> [WHAT THIS TASK INVOLVES]:
There is one span to output from the data below: the lines starting at the line with "-- sample [261,103]." and ending at the line with "-- sample [254,24].". Output it exactly, ends included, nothing more.

----

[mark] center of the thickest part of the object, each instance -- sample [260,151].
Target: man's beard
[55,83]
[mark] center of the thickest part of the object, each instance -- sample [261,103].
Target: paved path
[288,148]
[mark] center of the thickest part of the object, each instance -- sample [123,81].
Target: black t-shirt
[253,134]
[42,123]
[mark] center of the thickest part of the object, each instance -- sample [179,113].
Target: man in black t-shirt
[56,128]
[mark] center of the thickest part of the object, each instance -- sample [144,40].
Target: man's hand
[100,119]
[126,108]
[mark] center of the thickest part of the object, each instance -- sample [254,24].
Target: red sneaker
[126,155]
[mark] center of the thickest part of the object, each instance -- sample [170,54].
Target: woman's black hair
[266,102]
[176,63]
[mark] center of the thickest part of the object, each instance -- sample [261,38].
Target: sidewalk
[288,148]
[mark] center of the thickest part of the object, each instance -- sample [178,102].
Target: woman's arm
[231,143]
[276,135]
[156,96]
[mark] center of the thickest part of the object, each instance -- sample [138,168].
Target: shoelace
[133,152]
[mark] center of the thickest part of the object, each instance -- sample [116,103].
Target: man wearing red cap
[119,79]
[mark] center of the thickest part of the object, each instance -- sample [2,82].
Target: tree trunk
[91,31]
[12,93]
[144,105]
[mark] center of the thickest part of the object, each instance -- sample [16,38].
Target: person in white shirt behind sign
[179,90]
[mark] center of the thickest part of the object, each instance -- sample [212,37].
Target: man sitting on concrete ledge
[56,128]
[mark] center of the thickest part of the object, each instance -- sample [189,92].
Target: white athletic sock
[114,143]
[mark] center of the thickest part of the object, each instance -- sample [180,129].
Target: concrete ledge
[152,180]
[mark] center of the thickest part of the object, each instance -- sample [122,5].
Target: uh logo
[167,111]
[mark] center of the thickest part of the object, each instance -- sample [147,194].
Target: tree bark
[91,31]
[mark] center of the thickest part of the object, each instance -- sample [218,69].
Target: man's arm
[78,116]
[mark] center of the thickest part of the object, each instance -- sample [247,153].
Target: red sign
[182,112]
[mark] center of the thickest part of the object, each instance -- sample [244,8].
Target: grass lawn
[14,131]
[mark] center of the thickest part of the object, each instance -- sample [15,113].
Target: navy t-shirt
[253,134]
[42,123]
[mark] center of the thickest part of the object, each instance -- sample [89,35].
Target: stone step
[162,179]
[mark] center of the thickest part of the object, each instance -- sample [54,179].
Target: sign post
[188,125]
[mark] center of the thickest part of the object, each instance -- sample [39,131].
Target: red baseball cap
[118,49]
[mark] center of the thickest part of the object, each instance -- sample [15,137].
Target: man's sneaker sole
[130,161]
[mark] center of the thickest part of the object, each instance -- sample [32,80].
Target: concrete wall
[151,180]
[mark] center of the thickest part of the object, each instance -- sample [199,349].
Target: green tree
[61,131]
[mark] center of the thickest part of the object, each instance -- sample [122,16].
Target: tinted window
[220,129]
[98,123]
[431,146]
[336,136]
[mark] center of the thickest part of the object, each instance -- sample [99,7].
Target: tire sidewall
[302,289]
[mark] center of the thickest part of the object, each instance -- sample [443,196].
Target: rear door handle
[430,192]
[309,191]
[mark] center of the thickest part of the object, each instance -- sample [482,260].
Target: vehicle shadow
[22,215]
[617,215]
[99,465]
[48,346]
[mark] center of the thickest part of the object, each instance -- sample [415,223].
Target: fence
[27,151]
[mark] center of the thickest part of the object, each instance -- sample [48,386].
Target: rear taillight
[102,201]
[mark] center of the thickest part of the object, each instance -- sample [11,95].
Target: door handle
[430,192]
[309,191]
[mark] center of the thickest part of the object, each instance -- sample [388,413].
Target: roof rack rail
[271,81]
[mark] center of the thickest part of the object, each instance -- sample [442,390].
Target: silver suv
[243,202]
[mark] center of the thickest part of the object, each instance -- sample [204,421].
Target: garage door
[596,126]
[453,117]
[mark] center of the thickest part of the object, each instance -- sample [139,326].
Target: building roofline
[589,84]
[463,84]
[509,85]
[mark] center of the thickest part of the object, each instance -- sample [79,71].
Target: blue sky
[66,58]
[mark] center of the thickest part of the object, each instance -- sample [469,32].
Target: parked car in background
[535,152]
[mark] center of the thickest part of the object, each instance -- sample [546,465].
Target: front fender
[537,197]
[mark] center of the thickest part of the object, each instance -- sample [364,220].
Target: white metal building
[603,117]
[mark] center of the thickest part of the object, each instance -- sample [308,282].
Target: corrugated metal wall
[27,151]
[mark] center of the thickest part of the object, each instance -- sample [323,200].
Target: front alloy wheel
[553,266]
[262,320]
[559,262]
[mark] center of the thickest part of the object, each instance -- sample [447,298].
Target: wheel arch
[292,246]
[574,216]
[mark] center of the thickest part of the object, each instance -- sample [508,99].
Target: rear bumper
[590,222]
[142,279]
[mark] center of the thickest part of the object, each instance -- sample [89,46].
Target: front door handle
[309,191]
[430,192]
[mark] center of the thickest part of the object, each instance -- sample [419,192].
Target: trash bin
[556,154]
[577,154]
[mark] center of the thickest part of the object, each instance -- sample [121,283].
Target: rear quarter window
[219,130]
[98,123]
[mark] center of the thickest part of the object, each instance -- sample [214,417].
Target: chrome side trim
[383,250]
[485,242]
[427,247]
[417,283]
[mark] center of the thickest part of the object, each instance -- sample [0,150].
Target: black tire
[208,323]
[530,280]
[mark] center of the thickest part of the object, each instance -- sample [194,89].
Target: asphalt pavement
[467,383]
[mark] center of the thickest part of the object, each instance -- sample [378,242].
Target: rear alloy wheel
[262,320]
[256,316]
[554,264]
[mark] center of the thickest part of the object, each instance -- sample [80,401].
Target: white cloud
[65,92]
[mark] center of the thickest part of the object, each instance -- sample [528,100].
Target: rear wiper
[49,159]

----

> [RESULT FOR THIS EXERCISE]:
[mark] center of the thickest part of the object, each instance -- sample [261,103].
Target: paved path
[288,148]
[mark] center of the thickest part of the object, each instance -- sample [123,81].
Target: black t-shirt
[253,134]
[42,123]
[mark] center of the thickest part of the object, each instance -- sample [179,113].
Target: man in black t-shirt
[56,128]
[mark] center of the thickest part of the object, each instance -- sample [144,40].
Target: man's hand
[100,119]
[126,108]
[mark] center of the thickest part of the object, each instance -- sample [254,24].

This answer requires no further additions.